[WHAT YOU HAVE TO DO]: With nothing left out, give the data back exactly.

BEGIN SUPPLIED ENTRIES

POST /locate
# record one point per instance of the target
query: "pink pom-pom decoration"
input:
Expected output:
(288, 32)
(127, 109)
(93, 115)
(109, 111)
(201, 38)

END SUPPLIED ENTRIES

[EXERCISE SOLUTION]:
POST /locate
# record one point per instance of the target
query: "pink pom-pom decoration"
input:
Expected output:
(288, 32)
(127, 109)
(93, 115)
(109, 111)
(201, 38)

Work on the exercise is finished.